- **APPLY WHAT YOU READ**
1. Render this sentence from the Hodgkin lymphoma abstract in Spanish: "Tumor vasculature was analyzed by in vivo biotinylation of vascular endothelial proteins."
2. Extract a passage verbatim from the Hodgkin lymphoma abstract, beginning at the words "METHODS: The effects" and stopping after the words "vascular endothelial proteins.".

- **GIVEN PASSAGE**
[Start of Attachment]
Treatment of Hodgkin Lymphoma Xenografts with the Novel PI3K δ/γ Inhibitor RP6530 Suppresses M2 Macrophage Polarization and Results in Potent Antitumor and Antiangiogenic Effects

INTRODUCTION: Primary refractory and early-relapsed patients with Hodgkin lymphoma (HL) experience poor responses to salvage chemotherapy and dismal long-term disease control. Therefore, they represent an unmet medical need urgently requiring not only new diagnostic tools but also novel therapeutic agents to overcome the chemo-refractory phenotype.Tumor-associated macrophages (TAMs) have been implicated in the pathogenesis of HL and have been suggested to negatively impact clinical outcome. The phosphatidylinositol 3-kinase (PI3K) is a major effector pathway mediating tumor and endothelial cell survival and functions, as well as macrophage activation. As PI3Kδ and PI3Kγ are constitutively activated in several hematologic malignancies resulting in cancer development and progression, we hypothesize that the novel dual PI3K δ/γ inhibitor,RP6530, might represent a unique therapeutic opportunity for HL patients. This study aimed at investigating the activity and mechanism(s) of action of RP6530 in preclinical HL models.

METHODS: The effects of RP6530 on HL cell lines (L-540, KM-H2, L-428) were investigated by assaying cell proliferation, cell death, and gene expression profiling. Upon treatment with RP6530, human macrophages co-cultured with HL cell lines were assessed by flow cytometry for cell death and expression of M1/M2 macrophage markers. The antitumor efficacy and mechanism(s) of action of RP6530 were also analyzed in NOD/SCID mice bearing HL cell line xenografts. Tumor vasculature was analyzed by in vivo biotinylation of vascular endothelial proteins.
[End of Attachment]
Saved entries
[Start of Attachment]
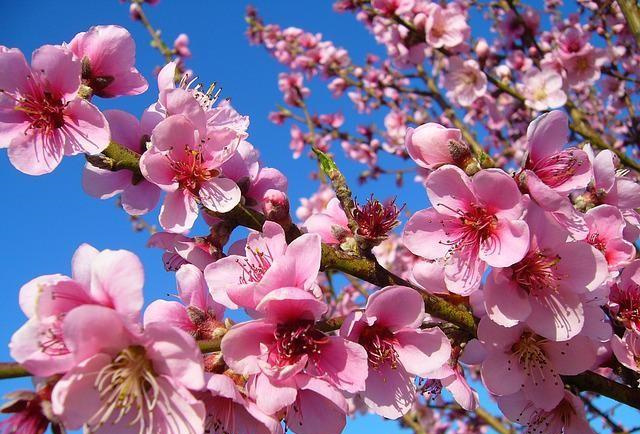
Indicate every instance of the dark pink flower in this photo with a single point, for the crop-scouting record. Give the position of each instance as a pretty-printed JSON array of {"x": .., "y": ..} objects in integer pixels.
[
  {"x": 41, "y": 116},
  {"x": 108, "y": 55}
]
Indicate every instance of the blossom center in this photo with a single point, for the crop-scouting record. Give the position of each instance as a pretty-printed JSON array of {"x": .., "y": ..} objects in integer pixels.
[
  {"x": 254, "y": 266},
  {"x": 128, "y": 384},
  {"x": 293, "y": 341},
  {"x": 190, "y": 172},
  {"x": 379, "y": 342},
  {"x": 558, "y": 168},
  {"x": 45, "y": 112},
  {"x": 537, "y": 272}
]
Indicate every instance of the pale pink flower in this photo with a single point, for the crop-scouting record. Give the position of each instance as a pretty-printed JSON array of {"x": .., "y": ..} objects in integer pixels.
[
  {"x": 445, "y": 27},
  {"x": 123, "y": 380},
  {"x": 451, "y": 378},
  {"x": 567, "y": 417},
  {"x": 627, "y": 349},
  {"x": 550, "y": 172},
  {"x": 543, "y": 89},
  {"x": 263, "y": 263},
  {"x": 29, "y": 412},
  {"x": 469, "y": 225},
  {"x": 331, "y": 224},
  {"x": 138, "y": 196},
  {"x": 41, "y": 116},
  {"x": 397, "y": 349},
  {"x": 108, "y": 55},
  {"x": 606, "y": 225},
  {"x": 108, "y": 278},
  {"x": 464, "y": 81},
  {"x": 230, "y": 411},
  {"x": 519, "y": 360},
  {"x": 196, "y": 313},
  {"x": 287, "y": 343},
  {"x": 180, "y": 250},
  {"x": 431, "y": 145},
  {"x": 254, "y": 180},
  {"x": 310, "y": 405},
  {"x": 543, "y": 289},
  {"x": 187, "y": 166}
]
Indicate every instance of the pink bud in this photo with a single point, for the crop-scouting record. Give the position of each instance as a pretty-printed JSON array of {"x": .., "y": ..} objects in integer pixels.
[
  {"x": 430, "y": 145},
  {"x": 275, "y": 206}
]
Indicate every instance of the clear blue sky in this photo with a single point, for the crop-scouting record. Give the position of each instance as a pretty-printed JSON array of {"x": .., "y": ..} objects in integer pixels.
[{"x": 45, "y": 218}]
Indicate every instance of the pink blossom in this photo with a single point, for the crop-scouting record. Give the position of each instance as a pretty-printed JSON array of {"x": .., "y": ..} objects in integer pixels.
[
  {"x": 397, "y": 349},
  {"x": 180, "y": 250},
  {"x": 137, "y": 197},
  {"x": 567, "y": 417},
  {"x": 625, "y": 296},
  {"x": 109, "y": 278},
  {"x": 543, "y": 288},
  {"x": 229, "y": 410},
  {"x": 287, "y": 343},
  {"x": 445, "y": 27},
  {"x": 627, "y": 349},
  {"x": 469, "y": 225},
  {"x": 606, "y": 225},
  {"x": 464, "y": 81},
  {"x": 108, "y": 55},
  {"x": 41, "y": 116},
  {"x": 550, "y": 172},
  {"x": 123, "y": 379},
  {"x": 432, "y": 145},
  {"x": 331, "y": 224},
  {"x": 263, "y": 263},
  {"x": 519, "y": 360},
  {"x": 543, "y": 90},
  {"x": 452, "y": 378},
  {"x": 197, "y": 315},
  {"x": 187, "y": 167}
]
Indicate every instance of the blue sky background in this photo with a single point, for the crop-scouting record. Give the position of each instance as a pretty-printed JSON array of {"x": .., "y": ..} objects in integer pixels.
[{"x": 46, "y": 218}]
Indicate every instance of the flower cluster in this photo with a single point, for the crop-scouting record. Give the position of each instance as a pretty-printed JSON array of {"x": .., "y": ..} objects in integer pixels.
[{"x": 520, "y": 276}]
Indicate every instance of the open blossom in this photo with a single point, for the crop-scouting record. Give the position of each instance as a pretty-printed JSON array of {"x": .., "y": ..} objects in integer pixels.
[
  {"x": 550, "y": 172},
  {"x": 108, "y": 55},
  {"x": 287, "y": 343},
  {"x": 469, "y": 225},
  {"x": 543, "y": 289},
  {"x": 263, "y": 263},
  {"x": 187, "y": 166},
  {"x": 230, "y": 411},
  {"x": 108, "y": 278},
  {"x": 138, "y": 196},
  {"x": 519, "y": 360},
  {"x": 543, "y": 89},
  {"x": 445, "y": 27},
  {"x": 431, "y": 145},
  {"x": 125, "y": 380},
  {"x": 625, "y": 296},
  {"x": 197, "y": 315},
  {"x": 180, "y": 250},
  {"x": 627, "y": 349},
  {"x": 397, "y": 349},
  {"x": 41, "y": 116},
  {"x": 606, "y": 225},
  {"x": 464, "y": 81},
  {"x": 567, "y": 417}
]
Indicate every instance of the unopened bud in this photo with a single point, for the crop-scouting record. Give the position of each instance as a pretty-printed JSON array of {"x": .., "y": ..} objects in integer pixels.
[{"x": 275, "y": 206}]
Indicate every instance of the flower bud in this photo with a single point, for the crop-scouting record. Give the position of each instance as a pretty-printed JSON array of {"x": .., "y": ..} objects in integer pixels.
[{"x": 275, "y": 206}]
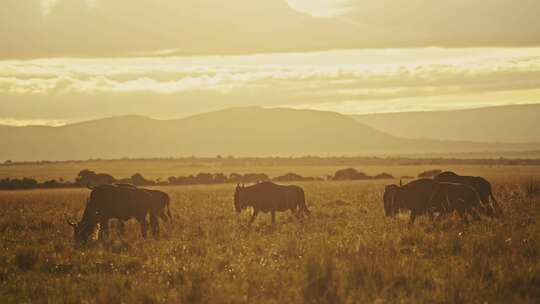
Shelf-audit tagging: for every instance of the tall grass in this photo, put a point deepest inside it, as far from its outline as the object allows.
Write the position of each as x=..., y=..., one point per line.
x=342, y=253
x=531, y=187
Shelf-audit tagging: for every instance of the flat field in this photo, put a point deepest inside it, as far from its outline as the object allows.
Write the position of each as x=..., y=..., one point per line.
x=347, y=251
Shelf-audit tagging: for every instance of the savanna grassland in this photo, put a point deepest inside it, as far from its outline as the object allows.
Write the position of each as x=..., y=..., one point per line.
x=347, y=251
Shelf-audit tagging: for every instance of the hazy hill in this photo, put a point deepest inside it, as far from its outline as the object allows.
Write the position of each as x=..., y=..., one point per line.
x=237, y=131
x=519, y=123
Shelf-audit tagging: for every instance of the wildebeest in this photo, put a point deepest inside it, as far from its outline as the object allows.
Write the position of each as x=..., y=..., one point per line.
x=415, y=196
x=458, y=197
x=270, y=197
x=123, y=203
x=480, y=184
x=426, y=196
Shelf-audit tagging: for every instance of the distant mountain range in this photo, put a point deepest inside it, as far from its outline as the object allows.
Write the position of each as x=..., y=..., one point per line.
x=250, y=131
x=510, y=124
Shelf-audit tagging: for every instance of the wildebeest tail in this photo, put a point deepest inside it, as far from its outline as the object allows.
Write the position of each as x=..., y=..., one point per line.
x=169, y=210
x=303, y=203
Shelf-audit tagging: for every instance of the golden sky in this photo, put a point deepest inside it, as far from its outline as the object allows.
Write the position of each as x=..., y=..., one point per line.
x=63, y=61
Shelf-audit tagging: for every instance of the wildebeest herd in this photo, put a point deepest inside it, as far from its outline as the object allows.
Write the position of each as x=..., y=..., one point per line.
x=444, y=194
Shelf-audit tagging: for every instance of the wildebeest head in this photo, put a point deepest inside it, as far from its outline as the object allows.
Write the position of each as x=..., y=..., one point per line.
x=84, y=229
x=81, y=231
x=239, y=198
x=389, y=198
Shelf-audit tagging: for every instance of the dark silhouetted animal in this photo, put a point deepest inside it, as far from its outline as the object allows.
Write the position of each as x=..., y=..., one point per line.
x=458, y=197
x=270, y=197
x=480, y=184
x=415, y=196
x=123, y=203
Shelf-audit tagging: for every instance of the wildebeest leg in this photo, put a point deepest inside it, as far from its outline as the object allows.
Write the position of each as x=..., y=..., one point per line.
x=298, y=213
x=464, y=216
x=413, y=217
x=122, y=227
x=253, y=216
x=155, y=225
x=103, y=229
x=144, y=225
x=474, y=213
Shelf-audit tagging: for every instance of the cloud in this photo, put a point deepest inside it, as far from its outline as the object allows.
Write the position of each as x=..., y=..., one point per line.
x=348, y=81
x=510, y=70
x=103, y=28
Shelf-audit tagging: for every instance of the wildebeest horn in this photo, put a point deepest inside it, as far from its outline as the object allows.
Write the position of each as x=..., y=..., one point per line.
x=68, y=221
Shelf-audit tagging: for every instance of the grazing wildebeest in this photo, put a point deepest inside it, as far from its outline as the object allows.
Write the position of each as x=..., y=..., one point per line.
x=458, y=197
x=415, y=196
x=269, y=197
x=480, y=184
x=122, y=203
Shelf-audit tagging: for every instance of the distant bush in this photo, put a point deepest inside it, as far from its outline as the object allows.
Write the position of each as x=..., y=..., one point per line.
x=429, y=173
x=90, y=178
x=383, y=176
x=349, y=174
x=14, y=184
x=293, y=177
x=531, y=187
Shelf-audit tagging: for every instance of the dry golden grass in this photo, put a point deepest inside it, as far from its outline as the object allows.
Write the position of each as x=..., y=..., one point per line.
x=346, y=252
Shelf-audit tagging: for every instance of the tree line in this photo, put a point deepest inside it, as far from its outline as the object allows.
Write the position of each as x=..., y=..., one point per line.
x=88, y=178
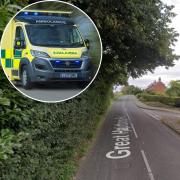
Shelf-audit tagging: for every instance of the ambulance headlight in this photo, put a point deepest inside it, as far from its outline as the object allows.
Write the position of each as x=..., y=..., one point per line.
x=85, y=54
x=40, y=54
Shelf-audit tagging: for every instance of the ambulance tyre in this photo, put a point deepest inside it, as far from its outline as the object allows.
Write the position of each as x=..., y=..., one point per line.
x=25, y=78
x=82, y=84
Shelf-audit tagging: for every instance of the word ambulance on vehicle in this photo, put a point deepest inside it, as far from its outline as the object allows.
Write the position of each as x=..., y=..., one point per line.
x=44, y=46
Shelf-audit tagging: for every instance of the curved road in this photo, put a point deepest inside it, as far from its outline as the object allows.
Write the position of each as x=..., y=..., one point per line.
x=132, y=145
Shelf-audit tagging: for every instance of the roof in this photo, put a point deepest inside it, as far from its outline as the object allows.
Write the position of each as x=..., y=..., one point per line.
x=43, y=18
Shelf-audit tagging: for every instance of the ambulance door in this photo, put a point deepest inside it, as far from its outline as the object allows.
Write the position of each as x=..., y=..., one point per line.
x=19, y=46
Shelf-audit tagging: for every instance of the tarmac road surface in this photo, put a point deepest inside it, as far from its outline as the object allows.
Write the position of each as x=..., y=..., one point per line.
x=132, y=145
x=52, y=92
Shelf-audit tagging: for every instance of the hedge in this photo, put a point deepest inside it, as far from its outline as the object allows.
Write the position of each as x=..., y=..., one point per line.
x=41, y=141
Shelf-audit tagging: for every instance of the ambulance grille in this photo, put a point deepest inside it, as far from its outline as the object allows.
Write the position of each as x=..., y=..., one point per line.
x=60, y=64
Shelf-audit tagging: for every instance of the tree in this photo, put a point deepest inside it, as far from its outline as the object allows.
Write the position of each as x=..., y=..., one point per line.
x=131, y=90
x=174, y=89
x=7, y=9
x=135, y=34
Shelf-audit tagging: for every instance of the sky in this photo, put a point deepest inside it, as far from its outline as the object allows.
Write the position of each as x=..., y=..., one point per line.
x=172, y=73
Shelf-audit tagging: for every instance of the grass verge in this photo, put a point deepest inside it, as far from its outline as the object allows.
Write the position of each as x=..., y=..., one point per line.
[End of Attachment]
[Start of Attachment]
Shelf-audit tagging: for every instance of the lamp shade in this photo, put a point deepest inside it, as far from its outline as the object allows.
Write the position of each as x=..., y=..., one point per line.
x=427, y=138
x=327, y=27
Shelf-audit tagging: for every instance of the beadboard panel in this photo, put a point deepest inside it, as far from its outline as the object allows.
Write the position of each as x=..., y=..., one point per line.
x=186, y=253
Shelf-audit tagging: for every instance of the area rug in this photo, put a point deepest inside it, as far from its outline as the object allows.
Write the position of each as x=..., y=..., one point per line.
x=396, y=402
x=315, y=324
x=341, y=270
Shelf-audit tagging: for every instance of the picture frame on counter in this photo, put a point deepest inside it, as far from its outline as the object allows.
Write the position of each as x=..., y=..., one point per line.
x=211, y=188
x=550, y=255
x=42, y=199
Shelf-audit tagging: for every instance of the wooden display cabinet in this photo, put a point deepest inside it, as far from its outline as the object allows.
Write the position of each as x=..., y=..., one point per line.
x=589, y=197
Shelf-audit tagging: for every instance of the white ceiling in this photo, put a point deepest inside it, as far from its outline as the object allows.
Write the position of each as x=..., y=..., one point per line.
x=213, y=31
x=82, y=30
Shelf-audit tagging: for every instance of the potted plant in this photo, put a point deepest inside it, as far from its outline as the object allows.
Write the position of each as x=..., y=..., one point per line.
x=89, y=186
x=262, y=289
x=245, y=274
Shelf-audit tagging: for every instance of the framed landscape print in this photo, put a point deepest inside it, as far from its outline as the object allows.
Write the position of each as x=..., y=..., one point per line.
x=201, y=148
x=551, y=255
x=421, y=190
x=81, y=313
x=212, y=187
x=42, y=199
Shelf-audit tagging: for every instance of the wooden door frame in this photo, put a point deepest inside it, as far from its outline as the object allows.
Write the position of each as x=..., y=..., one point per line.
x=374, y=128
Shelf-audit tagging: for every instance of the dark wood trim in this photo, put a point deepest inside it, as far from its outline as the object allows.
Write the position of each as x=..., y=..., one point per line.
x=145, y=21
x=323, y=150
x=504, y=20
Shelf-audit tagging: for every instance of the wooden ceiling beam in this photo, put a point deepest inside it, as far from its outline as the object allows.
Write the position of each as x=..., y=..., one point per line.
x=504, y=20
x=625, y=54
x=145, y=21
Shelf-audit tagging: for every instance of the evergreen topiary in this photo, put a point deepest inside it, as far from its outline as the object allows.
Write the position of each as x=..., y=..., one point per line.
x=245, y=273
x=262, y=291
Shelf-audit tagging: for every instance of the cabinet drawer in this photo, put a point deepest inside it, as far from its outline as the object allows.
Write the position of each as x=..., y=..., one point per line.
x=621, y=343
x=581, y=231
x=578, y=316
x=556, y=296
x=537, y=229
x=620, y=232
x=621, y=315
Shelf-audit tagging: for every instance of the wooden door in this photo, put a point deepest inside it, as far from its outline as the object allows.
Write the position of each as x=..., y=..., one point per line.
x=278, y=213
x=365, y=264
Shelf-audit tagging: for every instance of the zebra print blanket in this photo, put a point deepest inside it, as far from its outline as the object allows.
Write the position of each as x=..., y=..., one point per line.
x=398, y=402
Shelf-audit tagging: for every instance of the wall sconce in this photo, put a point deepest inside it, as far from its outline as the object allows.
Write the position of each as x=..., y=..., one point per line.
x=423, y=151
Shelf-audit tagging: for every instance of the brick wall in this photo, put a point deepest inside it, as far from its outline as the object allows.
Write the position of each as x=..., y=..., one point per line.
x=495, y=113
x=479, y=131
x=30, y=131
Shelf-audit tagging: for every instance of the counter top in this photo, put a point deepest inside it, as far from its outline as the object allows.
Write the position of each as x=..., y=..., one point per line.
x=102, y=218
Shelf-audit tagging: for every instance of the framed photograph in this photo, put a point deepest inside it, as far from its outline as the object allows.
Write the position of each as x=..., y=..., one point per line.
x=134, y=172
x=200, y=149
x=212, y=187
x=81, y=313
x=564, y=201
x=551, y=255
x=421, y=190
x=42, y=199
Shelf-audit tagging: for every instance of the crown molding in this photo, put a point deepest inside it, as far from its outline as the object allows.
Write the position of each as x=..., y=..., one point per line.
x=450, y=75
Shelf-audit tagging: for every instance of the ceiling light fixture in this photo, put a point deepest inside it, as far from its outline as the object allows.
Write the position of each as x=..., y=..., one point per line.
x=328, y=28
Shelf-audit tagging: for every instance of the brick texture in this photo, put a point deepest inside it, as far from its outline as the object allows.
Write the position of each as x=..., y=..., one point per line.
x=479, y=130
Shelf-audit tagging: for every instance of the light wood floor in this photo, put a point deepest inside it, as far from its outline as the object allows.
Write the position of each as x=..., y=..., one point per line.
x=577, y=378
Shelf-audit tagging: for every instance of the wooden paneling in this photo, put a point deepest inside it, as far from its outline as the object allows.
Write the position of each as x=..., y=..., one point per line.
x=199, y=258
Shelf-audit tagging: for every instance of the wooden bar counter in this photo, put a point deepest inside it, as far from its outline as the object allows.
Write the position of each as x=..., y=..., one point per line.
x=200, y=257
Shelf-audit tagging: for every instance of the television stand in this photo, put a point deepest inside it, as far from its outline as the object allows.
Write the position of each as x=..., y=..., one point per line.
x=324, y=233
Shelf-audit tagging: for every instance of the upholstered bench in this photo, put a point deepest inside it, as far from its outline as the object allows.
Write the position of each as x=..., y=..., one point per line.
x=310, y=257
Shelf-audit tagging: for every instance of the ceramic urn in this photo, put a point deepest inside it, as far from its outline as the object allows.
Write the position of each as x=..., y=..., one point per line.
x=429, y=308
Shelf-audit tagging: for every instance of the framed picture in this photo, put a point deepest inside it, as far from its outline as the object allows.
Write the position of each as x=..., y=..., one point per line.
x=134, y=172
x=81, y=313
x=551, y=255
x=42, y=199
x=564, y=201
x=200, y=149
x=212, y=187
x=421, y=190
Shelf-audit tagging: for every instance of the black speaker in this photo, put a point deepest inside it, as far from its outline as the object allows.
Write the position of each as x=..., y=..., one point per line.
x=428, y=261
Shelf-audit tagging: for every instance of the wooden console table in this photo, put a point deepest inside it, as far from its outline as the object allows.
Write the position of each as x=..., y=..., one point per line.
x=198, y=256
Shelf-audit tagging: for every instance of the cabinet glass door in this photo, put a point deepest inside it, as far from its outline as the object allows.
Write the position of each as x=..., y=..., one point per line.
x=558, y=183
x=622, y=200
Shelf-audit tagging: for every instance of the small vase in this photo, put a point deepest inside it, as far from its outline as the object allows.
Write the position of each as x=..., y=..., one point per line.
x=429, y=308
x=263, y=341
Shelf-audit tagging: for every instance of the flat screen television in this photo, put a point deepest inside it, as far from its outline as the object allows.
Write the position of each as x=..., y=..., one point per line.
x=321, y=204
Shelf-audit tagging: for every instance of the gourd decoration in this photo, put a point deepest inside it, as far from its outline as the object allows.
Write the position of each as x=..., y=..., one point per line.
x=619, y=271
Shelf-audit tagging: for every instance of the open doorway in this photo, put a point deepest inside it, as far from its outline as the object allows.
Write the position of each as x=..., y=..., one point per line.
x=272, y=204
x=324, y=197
[End of Attachment]
[Start of Attachment]
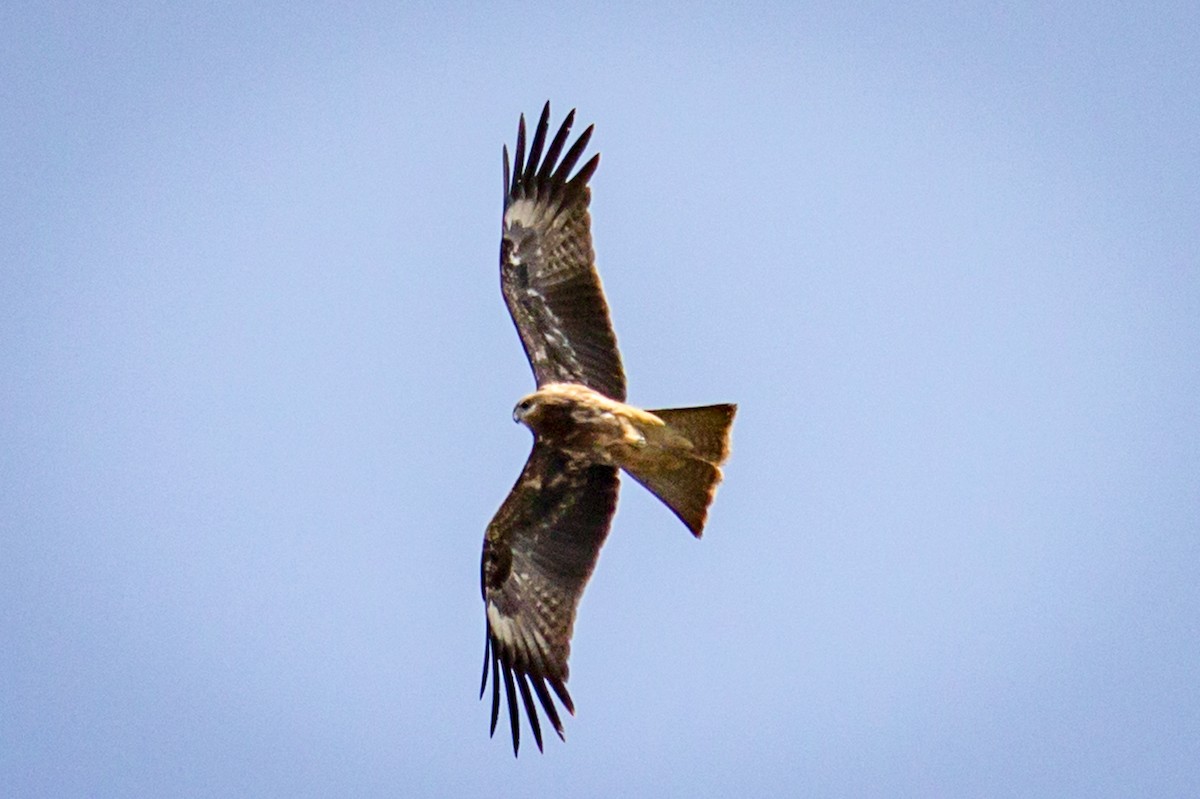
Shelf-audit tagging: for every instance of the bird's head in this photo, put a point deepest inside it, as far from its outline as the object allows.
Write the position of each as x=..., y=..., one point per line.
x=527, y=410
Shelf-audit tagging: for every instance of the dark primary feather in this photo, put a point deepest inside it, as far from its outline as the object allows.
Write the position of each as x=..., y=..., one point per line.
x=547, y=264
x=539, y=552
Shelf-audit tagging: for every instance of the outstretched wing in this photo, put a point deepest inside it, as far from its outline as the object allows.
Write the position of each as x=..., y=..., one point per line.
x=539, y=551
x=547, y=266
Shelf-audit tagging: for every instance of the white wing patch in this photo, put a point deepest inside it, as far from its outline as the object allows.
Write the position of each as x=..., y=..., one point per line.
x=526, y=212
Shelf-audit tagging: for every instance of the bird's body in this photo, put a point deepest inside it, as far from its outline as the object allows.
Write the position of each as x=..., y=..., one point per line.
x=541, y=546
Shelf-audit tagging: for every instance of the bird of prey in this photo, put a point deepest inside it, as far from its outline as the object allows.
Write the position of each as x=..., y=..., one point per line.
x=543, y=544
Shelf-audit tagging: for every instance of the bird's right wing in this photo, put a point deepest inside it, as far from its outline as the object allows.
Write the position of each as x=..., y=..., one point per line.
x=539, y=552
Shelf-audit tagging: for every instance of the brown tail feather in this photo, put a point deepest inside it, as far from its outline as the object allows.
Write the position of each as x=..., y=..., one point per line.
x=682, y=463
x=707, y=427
[End of Attachment]
- **ANSWERS FOR THE TASKS**
1. La vasculatura tumoral se analizó mediante biotinilación in vivo de proteínas endoteliales vasculares.

2.
METHODS: The effects of RP6530 on HL cell lines (L-540, KM-H2, L-428) were investigated by assaying cell proliferation, cell death, and gene expression profiling. Upon treatment with RP6530, human macrophages co-cultured with HL cell lines were assessed by flow cytometry for cell death and expression of M1/M2 macrophage markers. The antitumor efficacy and mechanism(s) of action of RP6530 were also analyzed in NOD/SCID mice bearing HL cell line xenografts. Tumor vasculature was analyzed by in vivo biotinylation of vascular endothelial proteins.